- Data for the task -
▬▬▬▬▬▬
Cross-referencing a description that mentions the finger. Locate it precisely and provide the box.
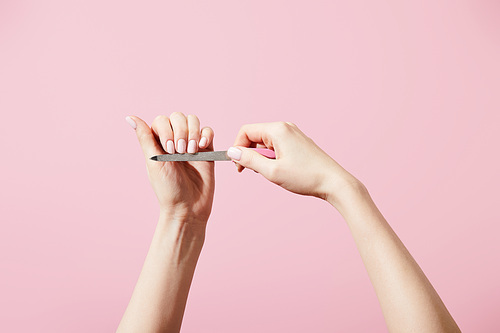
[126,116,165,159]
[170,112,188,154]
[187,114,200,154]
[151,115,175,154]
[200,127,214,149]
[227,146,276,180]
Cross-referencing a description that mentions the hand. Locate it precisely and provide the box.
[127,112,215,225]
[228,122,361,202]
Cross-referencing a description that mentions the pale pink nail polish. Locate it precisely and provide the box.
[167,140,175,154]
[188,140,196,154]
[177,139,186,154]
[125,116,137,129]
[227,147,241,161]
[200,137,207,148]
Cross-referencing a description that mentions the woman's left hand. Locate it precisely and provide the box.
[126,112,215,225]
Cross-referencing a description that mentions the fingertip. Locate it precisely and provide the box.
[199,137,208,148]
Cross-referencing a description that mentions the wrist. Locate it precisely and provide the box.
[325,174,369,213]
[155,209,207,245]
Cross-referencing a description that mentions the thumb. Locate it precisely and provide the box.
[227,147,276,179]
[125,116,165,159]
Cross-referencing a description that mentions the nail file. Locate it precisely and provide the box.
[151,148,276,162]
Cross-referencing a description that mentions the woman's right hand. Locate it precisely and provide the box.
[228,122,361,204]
▬▬▬▬▬▬
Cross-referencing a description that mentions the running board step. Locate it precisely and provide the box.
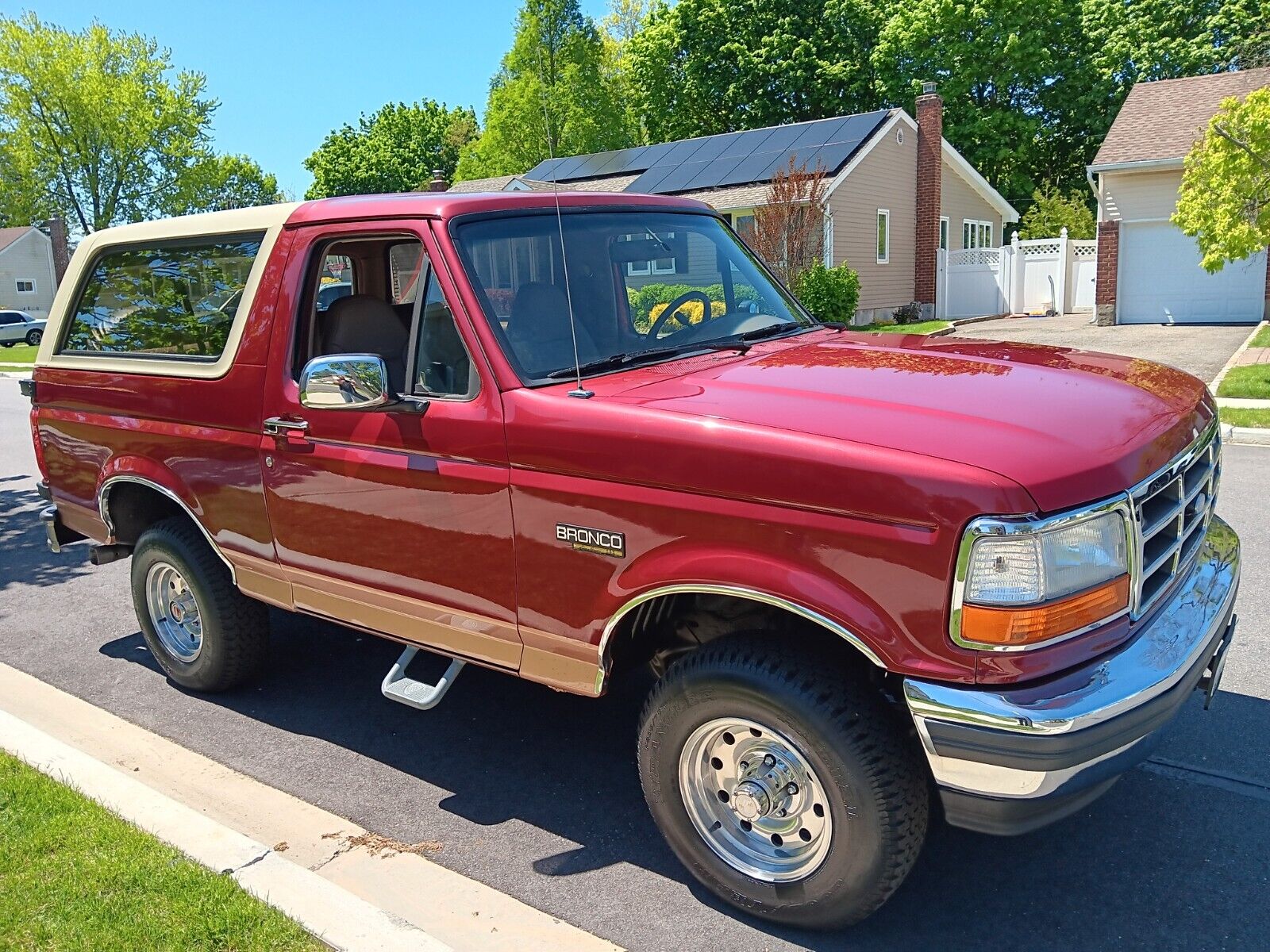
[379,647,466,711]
▬▬▬▬▬▬
- Task objective -
Copy the part of the data that opens with the line containing "Cross-referencing a description that mentions the running" and closes with the line containing "[379,647,466,711]", replacing "running board step" with "side step" and keeping everything else the same. Leave out the picture.

- Expected answer -
Cross-referencing a description that mentions the side step. Locate it precisely and provide the box.
[379,647,466,711]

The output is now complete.